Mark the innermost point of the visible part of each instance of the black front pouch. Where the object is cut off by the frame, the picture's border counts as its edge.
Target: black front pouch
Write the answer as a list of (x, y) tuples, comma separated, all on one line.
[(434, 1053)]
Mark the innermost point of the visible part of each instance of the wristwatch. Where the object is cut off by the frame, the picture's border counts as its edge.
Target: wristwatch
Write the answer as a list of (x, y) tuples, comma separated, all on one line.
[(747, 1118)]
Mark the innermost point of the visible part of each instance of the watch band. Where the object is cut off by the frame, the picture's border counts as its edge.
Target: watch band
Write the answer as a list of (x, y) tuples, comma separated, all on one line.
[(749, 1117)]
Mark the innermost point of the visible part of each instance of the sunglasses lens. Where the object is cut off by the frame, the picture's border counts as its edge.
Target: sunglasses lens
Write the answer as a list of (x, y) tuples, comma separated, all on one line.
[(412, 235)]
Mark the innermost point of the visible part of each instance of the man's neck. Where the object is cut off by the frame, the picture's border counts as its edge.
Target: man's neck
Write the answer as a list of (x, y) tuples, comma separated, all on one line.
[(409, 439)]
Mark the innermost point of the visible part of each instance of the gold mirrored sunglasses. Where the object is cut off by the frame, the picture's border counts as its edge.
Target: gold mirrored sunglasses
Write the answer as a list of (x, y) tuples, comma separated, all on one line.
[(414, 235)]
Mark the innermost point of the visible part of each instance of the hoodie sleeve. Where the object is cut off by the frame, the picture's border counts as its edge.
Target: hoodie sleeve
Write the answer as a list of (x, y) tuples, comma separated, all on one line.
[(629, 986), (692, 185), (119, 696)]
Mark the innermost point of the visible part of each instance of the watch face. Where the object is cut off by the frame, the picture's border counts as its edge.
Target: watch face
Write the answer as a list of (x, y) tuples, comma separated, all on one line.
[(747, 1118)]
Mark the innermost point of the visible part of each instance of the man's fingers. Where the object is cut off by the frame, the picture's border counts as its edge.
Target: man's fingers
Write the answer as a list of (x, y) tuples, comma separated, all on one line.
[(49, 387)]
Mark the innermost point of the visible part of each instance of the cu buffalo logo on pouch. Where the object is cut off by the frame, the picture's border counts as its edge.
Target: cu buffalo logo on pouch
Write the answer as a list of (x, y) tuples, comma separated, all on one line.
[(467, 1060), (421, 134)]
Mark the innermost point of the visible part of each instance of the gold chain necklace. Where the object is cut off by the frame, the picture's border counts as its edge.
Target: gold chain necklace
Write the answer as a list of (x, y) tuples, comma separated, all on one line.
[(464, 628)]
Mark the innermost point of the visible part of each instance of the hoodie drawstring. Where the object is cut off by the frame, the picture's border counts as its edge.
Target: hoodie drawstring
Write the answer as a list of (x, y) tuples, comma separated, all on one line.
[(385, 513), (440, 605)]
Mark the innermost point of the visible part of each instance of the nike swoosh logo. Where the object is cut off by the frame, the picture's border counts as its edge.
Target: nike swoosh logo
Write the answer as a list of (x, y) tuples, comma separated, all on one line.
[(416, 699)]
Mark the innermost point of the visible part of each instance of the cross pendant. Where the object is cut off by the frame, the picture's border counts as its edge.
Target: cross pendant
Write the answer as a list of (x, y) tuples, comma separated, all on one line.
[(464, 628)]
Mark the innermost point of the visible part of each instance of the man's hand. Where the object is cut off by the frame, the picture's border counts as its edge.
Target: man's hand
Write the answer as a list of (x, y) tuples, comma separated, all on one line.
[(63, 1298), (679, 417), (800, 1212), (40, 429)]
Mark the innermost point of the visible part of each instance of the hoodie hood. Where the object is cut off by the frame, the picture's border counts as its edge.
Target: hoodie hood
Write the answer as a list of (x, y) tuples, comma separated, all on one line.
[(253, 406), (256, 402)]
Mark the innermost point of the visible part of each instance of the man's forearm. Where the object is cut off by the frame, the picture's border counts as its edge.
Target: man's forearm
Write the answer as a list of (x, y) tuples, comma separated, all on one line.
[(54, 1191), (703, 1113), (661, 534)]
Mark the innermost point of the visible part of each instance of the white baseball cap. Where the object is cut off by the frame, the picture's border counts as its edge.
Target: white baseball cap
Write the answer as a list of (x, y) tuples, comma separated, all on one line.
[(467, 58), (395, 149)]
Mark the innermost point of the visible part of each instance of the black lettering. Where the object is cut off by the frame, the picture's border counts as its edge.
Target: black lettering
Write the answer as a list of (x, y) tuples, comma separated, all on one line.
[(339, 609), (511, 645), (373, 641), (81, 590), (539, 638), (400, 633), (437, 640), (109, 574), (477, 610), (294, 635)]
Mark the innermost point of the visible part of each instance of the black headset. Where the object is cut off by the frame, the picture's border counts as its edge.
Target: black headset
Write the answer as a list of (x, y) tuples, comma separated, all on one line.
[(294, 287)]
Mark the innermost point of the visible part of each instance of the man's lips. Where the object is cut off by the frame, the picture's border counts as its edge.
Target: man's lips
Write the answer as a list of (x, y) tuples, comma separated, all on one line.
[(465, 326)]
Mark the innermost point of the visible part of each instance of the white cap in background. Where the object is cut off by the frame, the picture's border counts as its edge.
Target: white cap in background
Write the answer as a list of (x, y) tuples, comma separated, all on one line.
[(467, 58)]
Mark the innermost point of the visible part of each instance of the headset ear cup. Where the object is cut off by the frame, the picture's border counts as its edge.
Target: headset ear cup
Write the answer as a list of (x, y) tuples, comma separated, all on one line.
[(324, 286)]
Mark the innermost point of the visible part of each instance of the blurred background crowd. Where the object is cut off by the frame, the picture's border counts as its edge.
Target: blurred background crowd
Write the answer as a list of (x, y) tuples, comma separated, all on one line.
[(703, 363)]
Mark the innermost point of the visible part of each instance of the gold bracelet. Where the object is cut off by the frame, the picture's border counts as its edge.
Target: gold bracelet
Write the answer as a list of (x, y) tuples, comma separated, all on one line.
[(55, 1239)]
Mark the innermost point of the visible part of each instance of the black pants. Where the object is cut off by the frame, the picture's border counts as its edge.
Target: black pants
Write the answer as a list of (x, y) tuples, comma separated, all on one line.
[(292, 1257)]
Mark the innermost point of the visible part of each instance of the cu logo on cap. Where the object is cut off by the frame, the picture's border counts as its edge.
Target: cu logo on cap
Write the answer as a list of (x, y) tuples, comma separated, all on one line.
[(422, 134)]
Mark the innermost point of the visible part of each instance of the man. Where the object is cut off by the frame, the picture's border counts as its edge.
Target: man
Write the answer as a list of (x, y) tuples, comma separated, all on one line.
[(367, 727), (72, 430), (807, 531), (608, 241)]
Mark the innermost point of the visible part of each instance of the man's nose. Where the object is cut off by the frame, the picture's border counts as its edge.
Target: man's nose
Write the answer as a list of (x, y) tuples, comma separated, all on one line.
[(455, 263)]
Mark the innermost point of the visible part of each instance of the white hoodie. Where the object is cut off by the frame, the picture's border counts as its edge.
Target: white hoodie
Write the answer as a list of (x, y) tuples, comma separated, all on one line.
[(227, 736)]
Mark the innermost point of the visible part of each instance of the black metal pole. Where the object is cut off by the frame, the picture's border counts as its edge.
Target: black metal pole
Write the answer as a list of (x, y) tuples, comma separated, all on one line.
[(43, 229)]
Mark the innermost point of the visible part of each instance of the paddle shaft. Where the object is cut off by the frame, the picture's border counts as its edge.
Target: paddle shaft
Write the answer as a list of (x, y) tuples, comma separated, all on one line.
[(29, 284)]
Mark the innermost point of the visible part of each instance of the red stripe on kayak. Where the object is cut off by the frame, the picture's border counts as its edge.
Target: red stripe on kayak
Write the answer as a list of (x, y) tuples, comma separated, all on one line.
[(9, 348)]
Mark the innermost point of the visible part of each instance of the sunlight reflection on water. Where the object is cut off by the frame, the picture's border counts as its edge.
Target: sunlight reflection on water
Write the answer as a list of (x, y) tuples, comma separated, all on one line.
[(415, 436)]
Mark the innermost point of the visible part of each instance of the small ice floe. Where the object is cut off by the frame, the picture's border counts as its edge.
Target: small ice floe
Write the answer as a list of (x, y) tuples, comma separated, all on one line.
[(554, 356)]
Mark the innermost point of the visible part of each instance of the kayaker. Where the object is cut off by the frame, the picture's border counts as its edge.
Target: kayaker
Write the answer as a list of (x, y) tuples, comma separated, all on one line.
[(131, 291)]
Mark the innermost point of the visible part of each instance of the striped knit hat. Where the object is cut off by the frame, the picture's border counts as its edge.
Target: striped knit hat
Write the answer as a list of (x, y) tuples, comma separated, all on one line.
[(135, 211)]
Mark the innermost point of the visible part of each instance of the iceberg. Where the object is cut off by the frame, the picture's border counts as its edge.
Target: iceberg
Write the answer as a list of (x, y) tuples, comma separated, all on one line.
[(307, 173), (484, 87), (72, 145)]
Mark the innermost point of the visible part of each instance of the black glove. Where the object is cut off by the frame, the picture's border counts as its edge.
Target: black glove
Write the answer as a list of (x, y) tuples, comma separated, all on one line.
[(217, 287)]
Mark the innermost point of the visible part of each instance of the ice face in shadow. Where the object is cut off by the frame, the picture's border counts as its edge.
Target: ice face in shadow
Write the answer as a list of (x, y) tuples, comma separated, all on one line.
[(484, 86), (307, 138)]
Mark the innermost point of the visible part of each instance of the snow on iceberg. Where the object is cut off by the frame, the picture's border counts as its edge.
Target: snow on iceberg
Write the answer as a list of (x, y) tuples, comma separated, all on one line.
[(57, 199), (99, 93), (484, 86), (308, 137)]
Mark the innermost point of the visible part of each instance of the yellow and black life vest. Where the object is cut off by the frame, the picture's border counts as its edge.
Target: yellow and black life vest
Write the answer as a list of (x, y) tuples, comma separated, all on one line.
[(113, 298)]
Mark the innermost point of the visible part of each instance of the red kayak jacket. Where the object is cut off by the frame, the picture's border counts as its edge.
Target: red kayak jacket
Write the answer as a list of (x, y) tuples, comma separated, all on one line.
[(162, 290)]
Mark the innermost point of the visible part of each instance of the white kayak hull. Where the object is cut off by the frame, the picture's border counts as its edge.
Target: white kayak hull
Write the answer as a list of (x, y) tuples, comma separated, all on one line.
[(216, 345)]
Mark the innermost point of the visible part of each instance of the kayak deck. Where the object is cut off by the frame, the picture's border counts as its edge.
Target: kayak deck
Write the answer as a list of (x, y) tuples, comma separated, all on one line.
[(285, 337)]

§ §

◆ **WHAT THE TASK ASKS**: From the start of the listing through the line holding "[(749, 1117)]", inclusive, swap "front pouch" for "chest pouch" and change nothing else.

◆ **WRITTEN ANSWER**:
Mark the innermost point of the visible part of each instance of the black chest pouch. Where the object is cut off by the frame, the picture's border counts as its edge.
Target: black chest pouch
Write the answer as a list of (x, y) tuples, comma separated, all on one line.
[(434, 1053)]
Mark the innermost point of the visible part of each instance of the wristwatch. Where the object is cut off by the frame, the picture's border counts as its edge.
Target: wristwatch
Write the answer as a list of (x, y) tuples, comma separated, all on one line.
[(747, 1118)]
Mark the innermost point of the visible part of each instance of the watch band. Where the object is cut off by the frame, the picture's border counts as its edge.
Target: watch band
Write the answer as a list of (x, y) tuples, comma separated, all on one line.
[(749, 1117)]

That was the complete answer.